What to work on =>
Count the lines below that hold the string "moai". Give only that number.
# # # # # # #
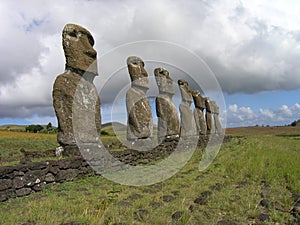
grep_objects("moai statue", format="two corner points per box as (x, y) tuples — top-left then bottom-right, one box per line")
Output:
(205, 97), (214, 135)
(192, 90), (207, 135)
(154, 67), (180, 143)
(126, 56), (153, 145)
(52, 24), (101, 156)
(178, 80), (197, 137)
(211, 101), (223, 134)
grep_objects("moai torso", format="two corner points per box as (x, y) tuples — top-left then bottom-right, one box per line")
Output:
(205, 98), (214, 135)
(211, 101), (223, 134)
(52, 24), (101, 156)
(155, 67), (179, 143)
(126, 56), (153, 141)
(178, 80), (197, 137)
(192, 90), (207, 135)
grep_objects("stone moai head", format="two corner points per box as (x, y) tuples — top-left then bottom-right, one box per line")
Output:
(127, 56), (149, 90)
(178, 79), (193, 103)
(154, 67), (175, 95)
(210, 101), (216, 113)
(192, 90), (206, 109)
(211, 101), (220, 114)
(62, 23), (98, 75)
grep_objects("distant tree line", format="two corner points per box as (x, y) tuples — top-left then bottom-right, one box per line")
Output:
(25, 122), (58, 133)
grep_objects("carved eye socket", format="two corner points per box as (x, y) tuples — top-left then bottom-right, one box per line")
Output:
(68, 30), (77, 38)
(88, 36), (94, 46)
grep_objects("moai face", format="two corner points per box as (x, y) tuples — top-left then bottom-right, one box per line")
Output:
(127, 56), (149, 89)
(154, 67), (175, 95)
(178, 79), (193, 103)
(62, 24), (98, 75)
(192, 90), (206, 109)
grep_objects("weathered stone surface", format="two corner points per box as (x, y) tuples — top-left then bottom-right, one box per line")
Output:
(53, 72), (100, 153)
(126, 56), (153, 141)
(155, 67), (179, 143)
(33, 182), (45, 192)
(178, 80), (197, 137)
(13, 177), (24, 189)
(0, 166), (15, 178)
(172, 211), (184, 220)
(23, 170), (44, 187)
(205, 98), (214, 135)
(57, 157), (83, 169)
(49, 166), (60, 175)
(52, 23), (101, 156)
(0, 179), (12, 191)
(193, 196), (208, 205)
(20, 148), (55, 158)
(13, 171), (25, 177)
(161, 195), (175, 202)
(62, 23), (97, 75)
(56, 169), (79, 182)
(211, 100), (223, 134)
(0, 191), (7, 202)
(16, 188), (31, 197)
(45, 173), (55, 183)
(192, 90), (207, 135)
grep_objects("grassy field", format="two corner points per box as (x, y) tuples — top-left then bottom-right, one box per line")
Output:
(0, 124), (125, 165)
(0, 131), (59, 165)
(0, 126), (299, 224)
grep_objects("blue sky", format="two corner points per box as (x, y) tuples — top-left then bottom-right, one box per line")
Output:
(224, 90), (300, 112)
(0, 0), (299, 128)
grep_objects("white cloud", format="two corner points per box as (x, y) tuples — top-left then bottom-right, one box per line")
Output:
(279, 105), (292, 117)
(0, 0), (300, 122)
(227, 103), (300, 127)
(228, 104), (238, 113)
(259, 109), (275, 119)
(226, 104), (257, 126)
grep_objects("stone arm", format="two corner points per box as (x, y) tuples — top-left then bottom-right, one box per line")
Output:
(126, 91), (140, 130)
(155, 97), (163, 118)
(194, 109), (201, 132)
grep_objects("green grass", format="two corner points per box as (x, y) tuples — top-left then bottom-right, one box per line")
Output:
(0, 131), (59, 165)
(0, 132), (299, 224)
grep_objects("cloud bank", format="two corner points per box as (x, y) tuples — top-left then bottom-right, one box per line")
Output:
(226, 103), (300, 127)
(0, 0), (299, 125)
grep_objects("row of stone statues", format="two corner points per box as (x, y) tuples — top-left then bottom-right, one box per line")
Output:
(52, 24), (222, 155)
(126, 56), (223, 145)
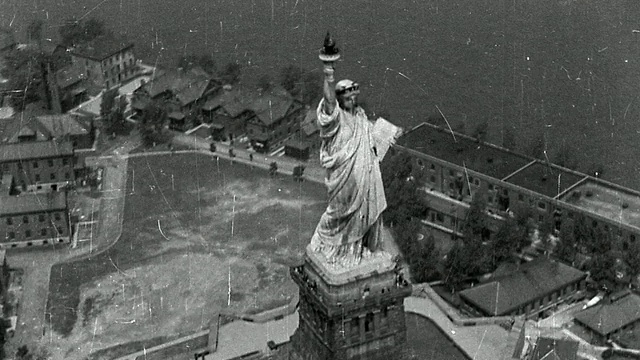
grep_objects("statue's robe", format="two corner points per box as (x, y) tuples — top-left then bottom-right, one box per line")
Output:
(309, 98), (387, 267)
# # # # # # #
Answer to this exercise =>
4